Testo dell'esercizio:
>>>>>

In data 23/08/2013, Giuseppe Luigi Palma, presidente del Consiglio Nazionale dell’Ordine degli Psicologi, ha ritenuto opportuno precisare la propria posizione in merito a quanto pronunciato da Giancarlo Cerrelli, vicepresidente Unione Giuristi Cattolici Italiani, all’interno del programma televisivo “Unomattina Estate” dello scorso 20 agosto.
Ha ribadito che «gli psicologi, secondo il Codice Deontologico, non possono prestarsi ad alcuna “terapia riparativa” dell’orientamento sessuale di una persona» e che «affermare che l’omosessualità possa essere curata o che l’orientamento sessuale di una persona si debba modificare (…) è una informazione scientificamente priva di fondamento».
Riteniamo doveroso fare alcune precisazioni in merito a tali affermazioni, affinché questa spinosa questione possa essere affrontata in modo corretto.
Vogliamo sottolineare, con forza, come le dichiarazioni di Palma siano scorrette per due fondamentali motivi.

  1. Come evidenziato in questi giorni da molte testate, ad essere priva di fondamento è l’affermazione di Palma, che sembra lasciar intendere che “omosessuali si nasce” e non si può cambiare. Diversamente da quanto sostenuto da Palma, la comunità scientifica internazionale non ha rigettato le terapie “riparative”. L’APA (“American Psychiatric Association”) semplicemente sostiene che non vi siano prove a supporto, pur trovandosi a riconoscere pubblicamente il concetto di “fluidità dell’orientamento sessuale”. In uno studio è stato, infatti, mostrato come 11 donne exomosessuali da 10 anni hanno modificato il loro orientamento sessuale mantenendo per oltre 30 anni relazioni normali con uomini”.1
    La possibilità del cambiamento nell’orientamento sessuale è inoltre sostenuta da moltissime testimonianze.
    Alcune sono ormai note:
    • Luca Di Tolve, Mister Gay Italia ed exattivista, convertito, oggi sposato e fondatore con la moglie dell’Associazione Gruppo Lot Regina della Pace Onlus;
    • Andy Comiskey, ex gay e fondatore di “Living Waters”;
    • Michael Glatze, ex fondatore di Young Gay America.
    Altre, meno famose, sono reperibili in diversi siti, tra cui www.narth.com e www.peoplecanchange.com
    Altre ancora, la maggior parte, sono quelle silenziose delle centinaia di persone appartenenti alle associazioni e ai gruppi di ex-gay (ad esempio, l’Associazione Gruppo Lot Regina della Pace) che con la loro vita di tutti i giorni, testimoniano la verità: “cambiare si può!”
    Ma, se questo non bastasse, il manuale diagnostico ICD-10 dell’Organizzazione Mondiale della Sanità riporta il disturbo F66.1 “Orientamento Sessuale Egodistonico”, specificando che «l’identità di genere o la preferenza sessuale (eterosessuale, omosessuale, bisessuale o prepuberale) non è in dubbio, ma l’individuo desidererebbe che fosse diversa a causa di disordini psicologici e del comportamento associati, e può cercare un trattamento per cambiarla».

<<<<<

Azione richiesta 1: Traduci in inglese questa frase del testo sulle terapie riparative: «Riteniamo doveroso fare alcune precisazioni in merito a tali affermazioni, affinché questa spinosa questione possa essere affrontata in modo corretto».
Azione richiesta 2: Per favore, scrivi il seguito del testo sulle terapie riparative, partendo subito dopo l'ultima frase riportata.

Dati forniti:
>>>>>

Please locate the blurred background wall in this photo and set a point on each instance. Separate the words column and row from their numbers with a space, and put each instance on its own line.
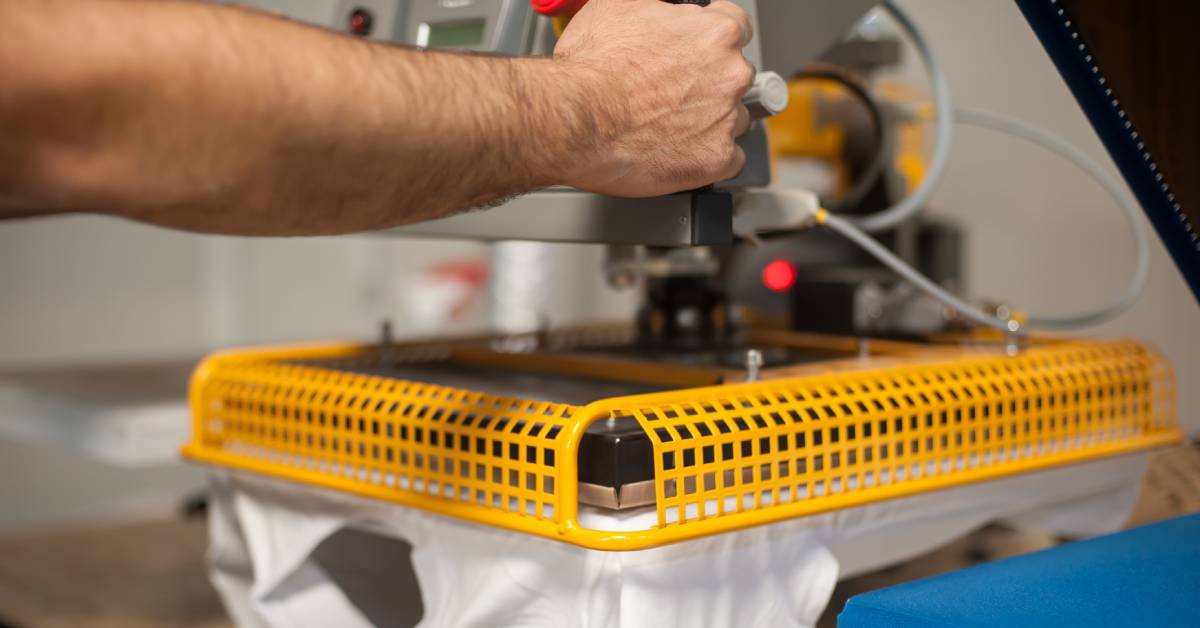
column 102, row 291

<<<<<

Risposta al compito 1: We consider it our duty to make a few clarifications regarding these statements, so that this thorny issue can be addressed correctly.

Risposta al compito 2:
  2. In secondo luogo, vogliamo denunciare ancora una volta la campagna diffamatoria e denigratoria in atto nei confronti delle terapie “riparative”, che mira a presentarle come strumenti manipolatori, totalmente ascientifici e ispirati da un cattolicesimo oscurantista e retrogrado. La terapia cosiddetta “riparativa”, il cui principale esponente è il dottor Joseph Nicolosi, non è affatto basata sulla coercizione o sul presupposto che l’omosessualità “debba” essere cambiata, quanto piuttosto sul fatto che “possa” essere cambiata. Il testo “Identità di genere – Manuale di orientamento” di Nicolosi, fin dalle prime pagine sottolinea come la terapia riparativa non possa nemmeno iniziare se il paziente non è esplicitamente insoddisfatto del suo orientamento sessuale e quindi intenzionato a modificarlo.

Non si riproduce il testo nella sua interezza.